Cada palavra para Fabrício é valiosa. Ele gosta de compartilhar. Dividido entre o Recife e o Cabo de Santo Agostinho, recita poesias nos coletivos da cidade da Região Metropolitana (RMR). Seus versos, escritos e falados, falam de negritude, questões existenciais e sociais. “Falo muito sobre a negritude. Como é ser um jovem negro na cidade do recife e no cabo, que são as duas cidades que estou sempre. Falo muito sobre abordagem policial, repressão politica e história. Falo sobre amor, raiva e questões existenciais. Faço muito um paralelo sobre questão existencial e questão social”, conta a artista.

§ Linhas fornecidas
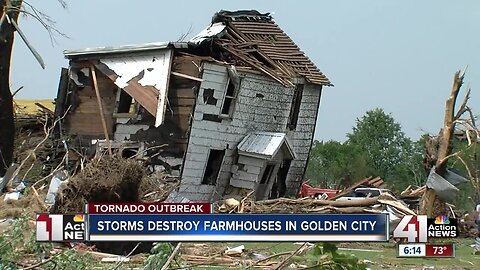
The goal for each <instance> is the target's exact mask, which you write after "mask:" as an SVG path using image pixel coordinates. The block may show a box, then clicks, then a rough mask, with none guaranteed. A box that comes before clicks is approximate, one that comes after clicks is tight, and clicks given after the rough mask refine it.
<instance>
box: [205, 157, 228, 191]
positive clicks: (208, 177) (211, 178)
mask: <svg viewBox="0 0 480 270" xmlns="http://www.w3.org/2000/svg"><path fill="white" fill-rule="evenodd" d="M223 156H225V150H216V149H210V153H209V154H208V162H207V167H206V168H205V173H204V174H203V180H202V184H203V185H216V184H217V178H218V175H219V173H220V168H221V167H222V162H223Z"/></svg>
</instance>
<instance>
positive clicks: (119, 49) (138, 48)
mask: <svg viewBox="0 0 480 270" xmlns="http://www.w3.org/2000/svg"><path fill="white" fill-rule="evenodd" d="M187 47H188V43H186V42H155V43H144V44H134V45H122V46H106V47H95V48H84V49H76V50H64V51H63V54H64V55H65V57H66V58H68V59H73V58H78V57H85V58H88V57H90V56H92V57H95V56H99V55H104V54H118V53H132V52H145V51H155V50H163V49H166V48H177V49H180V48H187Z"/></svg>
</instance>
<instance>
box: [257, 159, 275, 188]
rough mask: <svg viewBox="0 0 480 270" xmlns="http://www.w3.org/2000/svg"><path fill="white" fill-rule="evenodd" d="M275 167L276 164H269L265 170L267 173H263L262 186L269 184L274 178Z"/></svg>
mask: <svg viewBox="0 0 480 270" xmlns="http://www.w3.org/2000/svg"><path fill="white" fill-rule="evenodd" d="M274 167H275V164H268V165H267V167H266V168H265V171H264V172H263V175H262V180H260V184H261V185H263V184H266V183H267V182H268V179H270V177H271V176H272V173H273V168H274Z"/></svg>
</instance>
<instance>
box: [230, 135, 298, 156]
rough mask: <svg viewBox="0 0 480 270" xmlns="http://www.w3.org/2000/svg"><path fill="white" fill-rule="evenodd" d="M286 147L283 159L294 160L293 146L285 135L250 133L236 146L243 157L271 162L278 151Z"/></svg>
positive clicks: (286, 136) (275, 155)
mask: <svg viewBox="0 0 480 270" xmlns="http://www.w3.org/2000/svg"><path fill="white" fill-rule="evenodd" d="M282 146H285V147H286V150H287V151H285V152H284V154H286V155H287V157H285V158H290V159H295V153H294V152H293V146H292V144H291V143H290V142H289V140H288V138H287V136H286V135H285V133H275V132H252V133H250V134H248V135H247V136H245V138H243V140H242V141H241V142H240V143H239V144H238V146H237V148H238V153H239V154H241V155H245V156H253V157H258V158H263V159H268V160H271V159H272V158H274V157H275V156H276V155H277V153H278V151H279V150H280V149H282Z"/></svg>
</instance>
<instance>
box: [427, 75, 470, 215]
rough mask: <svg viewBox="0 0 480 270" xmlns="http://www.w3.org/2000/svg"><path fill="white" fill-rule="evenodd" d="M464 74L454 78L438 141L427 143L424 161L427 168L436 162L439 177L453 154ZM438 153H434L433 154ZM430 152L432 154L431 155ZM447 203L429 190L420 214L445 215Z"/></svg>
mask: <svg viewBox="0 0 480 270" xmlns="http://www.w3.org/2000/svg"><path fill="white" fill-rule="evenodd" d="M463 77H464V73H462V72H460V71H457V72H456V73H455V76H454V77H453V86H452V91H451V93H450V97H449V98H448V99H447V102H446V104H445V118H444V123H443V128H442V129H441V130H440V134H439V137H438V139H437V140H436V141H435V140H431V141H430V140H429V139H427V142H426V157H425V159H424V162H425V165H426V168H427V169H429V168H428V166H431V165H432V164H433V161H435V172H436V173H438V174H439V175H441V176H443V175H445V172H446V170H447V163H448V156H449V155H450V153H451V152H452V136H453V131H454V130H455V120H456V116H455V103H456V102H457V97H458V93H459V92H460V88H461V87H462V84H463ZM435 150H436V151H435ZM434 151H435V152H436V153H432V152H434ZM429 152H430V153H429ZM445 209H446V207H445V203H444V202H442V201H440V200H439V199H438V198H437V194H436V193H435V190H433V189H430V188H427V190H426V191H425V193H424V195H423V198H422V204H421V206H420V213H421V214H423V215H427V216H428V217H434V216H437V215H441V214H445V212H446V210H445Z"/></svg>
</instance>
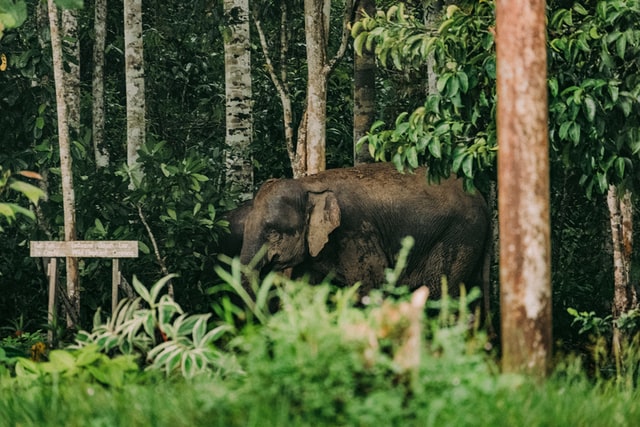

§ Tarefas a realizar
1 > De acordo com o trecho sobre Fabrício, entre quais duas cidades ele se divide?
2 > Troque "amor" por "esperança" no trecho sobre Fabrício e reescreva a parte que começa em "Cada palavra para" e segue até "conta a artista.".
3 > Retome o trecho sobre os versos de Fabrício e continue o texto a partir do ponto em que ele termina.

§ Respostas por tarefa
1 > Entre o Recife e o Cabo de Santo Agostinho.

2 >
Cada palavra para Fabrício é valiosa. Ele gosta de compartilhar. Dividido entre o Recife e o Cabo de Santo Agostinho, recita poesias nos coletivos da cidade da Região Metropolitana (RMR). Seus versos, escritos e falados, falam de negritude, questões existenciais e sociais. “Falo muito sobre a negritude. Como é ser um jovem negro na cidade do recife e no cabo, que são as duas cidades que estou sempre. Falo muito sobre abordagem policial, repressão politica e história. Falo sobre esperança, raiva e questões existenciais. Faço muito um paralelo sobre questão existencial e questão social”, conta a artista.

3 >
As palavras tomam outro tom na vida de Fabrício. Envolvido, também, com a música, ele lançou “Linhas de Ouro”, música de sua autoria no streaming.  Além disso, tem dois livros lançados e um sem previsão de lançamento. “Também trampo como músico na cena hip hop. Eu amo participar de sarais, mas agora tem mudado um pouco por causa da pandemia. Lancei o livro ‘Diário preto e suas mandingas”, em 2019, e um livro digital que é ‘O homem digitalmente urbanizado’”, conta o escritor, que também fez o design e imprimiu o primeiro livro por conta própria.

Poesia do cotidiano

O contato com a poesia também chegou cedo para Ágnes Souza, 28. Filha de um professor de língua portuguesa, começou a se interessar em leituras de Carlos Drummond, Manuel Bandeira e Cecília Meireles. “Eu comecei a ter um olhar mais curioso acerca dessa poesia que tem como centro o pequeno, o miúdo, e é o que eu hoje em dia mais prezo nos meus poemas, esse debruçamento sobre o que passa, muitas vezes, despercebido, por estar presente o tempo todo, por ser muito próximo e que, às vezes cega”, conta a escritora.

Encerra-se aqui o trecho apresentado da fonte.